(Information provided)

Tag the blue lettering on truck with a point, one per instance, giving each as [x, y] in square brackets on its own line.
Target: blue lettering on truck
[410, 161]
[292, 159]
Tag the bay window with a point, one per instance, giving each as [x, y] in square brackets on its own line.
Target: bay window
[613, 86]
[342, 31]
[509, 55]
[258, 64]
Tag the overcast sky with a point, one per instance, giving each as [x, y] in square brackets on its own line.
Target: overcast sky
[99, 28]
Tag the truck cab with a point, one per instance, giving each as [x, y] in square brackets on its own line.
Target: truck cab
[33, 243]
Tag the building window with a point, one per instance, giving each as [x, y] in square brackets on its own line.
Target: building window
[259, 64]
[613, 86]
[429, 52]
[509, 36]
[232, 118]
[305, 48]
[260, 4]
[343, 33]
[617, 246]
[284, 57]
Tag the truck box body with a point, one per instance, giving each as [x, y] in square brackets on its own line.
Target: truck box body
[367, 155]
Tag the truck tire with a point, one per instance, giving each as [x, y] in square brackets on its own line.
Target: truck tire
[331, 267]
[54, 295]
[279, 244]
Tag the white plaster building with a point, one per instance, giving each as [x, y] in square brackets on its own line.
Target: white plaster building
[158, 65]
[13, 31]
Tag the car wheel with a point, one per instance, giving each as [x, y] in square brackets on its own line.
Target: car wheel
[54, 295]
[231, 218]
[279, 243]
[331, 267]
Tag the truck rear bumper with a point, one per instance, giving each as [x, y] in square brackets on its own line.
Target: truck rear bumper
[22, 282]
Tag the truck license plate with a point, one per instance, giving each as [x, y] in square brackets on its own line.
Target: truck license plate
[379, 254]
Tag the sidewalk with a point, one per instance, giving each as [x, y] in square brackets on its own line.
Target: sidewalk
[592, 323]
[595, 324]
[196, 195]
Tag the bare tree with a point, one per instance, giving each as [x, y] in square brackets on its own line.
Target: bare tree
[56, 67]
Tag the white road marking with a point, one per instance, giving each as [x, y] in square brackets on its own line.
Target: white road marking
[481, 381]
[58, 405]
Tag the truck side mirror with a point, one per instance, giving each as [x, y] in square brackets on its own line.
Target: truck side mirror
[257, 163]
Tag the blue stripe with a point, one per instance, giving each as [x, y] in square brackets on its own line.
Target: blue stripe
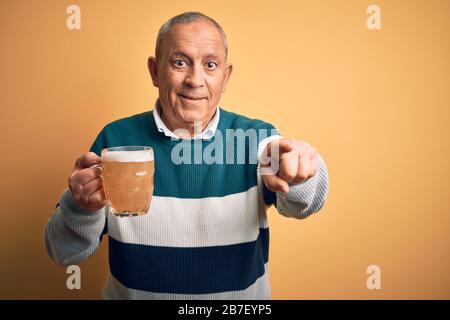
[189, 270]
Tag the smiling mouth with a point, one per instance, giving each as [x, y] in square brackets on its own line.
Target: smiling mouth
[190, 98]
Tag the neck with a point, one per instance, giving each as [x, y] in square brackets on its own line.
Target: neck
[188, 130]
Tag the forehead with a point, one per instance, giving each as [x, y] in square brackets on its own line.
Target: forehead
[196, 38]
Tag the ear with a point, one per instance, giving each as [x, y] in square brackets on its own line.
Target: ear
[228, 71]
[153, 69]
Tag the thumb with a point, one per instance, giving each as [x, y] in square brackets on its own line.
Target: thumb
[87, 160]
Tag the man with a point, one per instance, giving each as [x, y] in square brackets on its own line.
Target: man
[206, 235]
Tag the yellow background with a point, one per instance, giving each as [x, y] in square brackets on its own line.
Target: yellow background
[374, 103]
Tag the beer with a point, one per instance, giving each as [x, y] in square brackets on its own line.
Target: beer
[127, 174]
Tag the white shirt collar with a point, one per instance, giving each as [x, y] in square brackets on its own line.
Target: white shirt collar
[208, 133]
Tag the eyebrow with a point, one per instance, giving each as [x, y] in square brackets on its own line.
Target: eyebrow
[182, 54]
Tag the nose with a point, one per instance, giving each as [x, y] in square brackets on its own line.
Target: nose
[194, 77]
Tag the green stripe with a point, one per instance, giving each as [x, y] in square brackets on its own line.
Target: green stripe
[186, 180]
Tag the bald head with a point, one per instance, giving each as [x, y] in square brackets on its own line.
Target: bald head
[185, 18]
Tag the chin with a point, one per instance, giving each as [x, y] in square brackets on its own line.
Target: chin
[189, 114]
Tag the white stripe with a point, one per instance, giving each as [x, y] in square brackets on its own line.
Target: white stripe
[177, 222]
[260, 290]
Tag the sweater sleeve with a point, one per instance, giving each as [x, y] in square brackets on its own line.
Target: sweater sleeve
[305, 198]
[73, 234]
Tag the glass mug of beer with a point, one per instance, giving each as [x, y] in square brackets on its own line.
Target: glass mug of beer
[127, 174]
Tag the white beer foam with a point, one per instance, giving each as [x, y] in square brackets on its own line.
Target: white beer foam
[129, 156]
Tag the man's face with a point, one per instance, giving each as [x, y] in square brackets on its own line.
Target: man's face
[192, 73]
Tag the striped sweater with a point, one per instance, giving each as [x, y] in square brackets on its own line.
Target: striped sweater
[206, 235]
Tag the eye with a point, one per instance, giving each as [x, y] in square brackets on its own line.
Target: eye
[211, 65]
[179, 63]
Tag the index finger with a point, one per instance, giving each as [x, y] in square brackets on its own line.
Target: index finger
[283, 145]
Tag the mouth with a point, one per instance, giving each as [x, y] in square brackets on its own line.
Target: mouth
[188, 98]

(End Information provided)

Task prompt:
As you output the material, omit the pictures but alter nothing else.

Result below:
Tag the blue lettering on truck with a point, one per instance, giving each as [x, y] in square brackets on its own line.
Target: blue lettering on truck
[410, 161]
[292, 159]
Tag the bay window with a point, one per instance, giving each as [x, y] in square brackets on its own line.
Target: bay window
[613, 86]
[342, 31]
[509, 55]
[258, 64]
Tag the overcast sky with a point, one per instance, giving each as [x, y] in square brackets on its own line.
Target: overcast sky
[99, 28]
Tag the truck cab with a point, one per instance, giving each as [x, y] in square brackets on its own line.
Target: truck cab
[33, 243]
Tag the building window with a point, one per instance, giving each as [x, y] in square brackets on its own line.
Target: building window
[259, 64]
[613, 86]
[429, 52]
[509, 36]
[232, 118]
[305, 48]
[260, 4]
[343, 33]
[617, 246]
[284, 57]
Tag the truck box body with a point, one per instance, giving each as [x, y] in square brackets on its own line.
Target: truck box body
[367, 155]
Tag the truck tire with a point, one per instance, giving each as [x, y] in square brackets on its own line.
Target: truck tire
[331, 267]
[54, 295]
[279, 244]
Tag the white plaster building with a point, one per instance, giving each as [x, y] in square brackets on its own line.
Target: white plaster building
[158, 65]
[13, 31]
Tag the car wheel with a point, one per instance, giving each as [x, y] in square brackets on its own line.
Target: car wheel
[54, 295]
[231, 218]
[279, 243]
[331, 267]
Tag the truck rear bumper with a point, one per instance, giving each as [x, y] in square brackets on its own line.
Target: truck rear bumper
[22, 282]
Tag the truck license plate with a point, one per instance, giving each as [x, y] in square brackets on its own line.
Target: truck license plate
[379, 254]
Tag the sidewalk with a point, one per instance, giving each as [x, y] in square brackets on its own line.
Target: sidewalk
[592, 323]
[595, 324]
[196, 195]
Tag the bare tree with a point, one per instance, giving each as [x, y] in square brackets on its own line.
Target: bare tree
[56, 67]
Tag the white road marking with a point, one per instance, giving each as [x, y] in square brackets on its own line.
Target: white road marking
[481, 381]
[58, 405]
Tag the truck side mirror with a point, one per instance, giving each as [x, y] in square brackets on its own line.
Target: truck side mirror
[257, 163]
Tag the blue stripe with a point, one per instance, giving each as [x, y] in square brackets on its own line.
Target: blue stripe
[189, 270]
Tag the smiling mouth with a point, one per instance, giving each as [x, y] in square brackets on its own line.
Target: smiling mouth
[190, 98]
Tag the neck with a point, one per instance, giving each as [x, y] in square brackets on its own line.
Target: neck
[188, 130]
Tag the forehead with a point, one per instance, giving each as [x, y] in square brackets on its own line.
Target: forehead
[196, 38]
Tag the ear with a point, one per instance, giving each as [x, y] in square brackets on its own line.
Target: ear
[228, 71]
[153, 69]
Tag the thumb with a point, one per instance, giving each as [x, y] in square brackets on its own line.
Target: thumb
[87, 160]
Tag the man with a point, one per instance, giving each as [x, y] in square brackets on its own line.
Target: man
[206, 235]
Tag the yellow background with a point, one per instance, giving each as [x, y] in square brackets on its own line.
Target: yellow background
[374, 103]
Tag the beer with a point, one per instance, giving each as [x, y] in square brackets on its own line.
Target: beer
[127, 174]
Tag the white shirt collar with a point, one per instance, giving each as [x, y] in square brackets on its own line.
Target: white shirt collar
[208, 133]
Tag the eyebrow with a point, one per instance, giving each as [x, y] in square brackets on its own line.
Target: eyebrow
[182, 54]
Tag the nose with a point, one per instance, giving each as [x, y] in square brackets on its own line.
Target: nose
[194, 77]
Tag the green stripe with a point, one per instance, giving each as [x, y] in square brackets on its own line.
Target: green stripe
[186, 180]
Tag the bald head with a point, one per instance, giving each as [x, y] in square brackets on its own line.
Target: bald head
[185, 18]
Tag the chin with a point, one per instance, giving each as [x, y] in square brackets on its own line.
Target: chin
[189, 114]
Tag the white stripe with a point, one per instance, giving each as [x, y] in square brackets on its own line.
Target: white stripe
[177, 222]
[260, 290]
Tag the sweater sleeve with a point, one per instance, giving each as [x, y] in square brackets on its own line.
Target: sweater sleeve
[305, 198]
[73, 234]
Tag the glass mug of beer with a point, one per instance, giving each as [x, y] in square brackets on its own line.
Target: glass mug of beer
[127, 174]
Tag the white beer foam with a point, one per instance, giving each as [x, y] in square brackets on its own line.
Target: white beer foam
[129, 156]
Tag the man's face with a point, one per instance, giving each as [x, y] in square brackets on its own line.
Target: man's face
[192, 73]
Tag the striped sweater with a point, one per instance, giving each as [x, y] in square brackets on its own line.
Target: striped sweater
[206, 235]
Tag the eye with a point, one per instance, giving each as [x, y] in square brackets on its own line.
Target: eye
[211, 65]
[179, 63]
Tag the index finger with a point, one per instance, giving each as [x, y] in square brackets on its own line.
Target: index finger
[283, 145]
Tag the mouth with a point, one per instance, giving each as [x, y] in square brackets on its own line.
Target: mouth
[188, 98]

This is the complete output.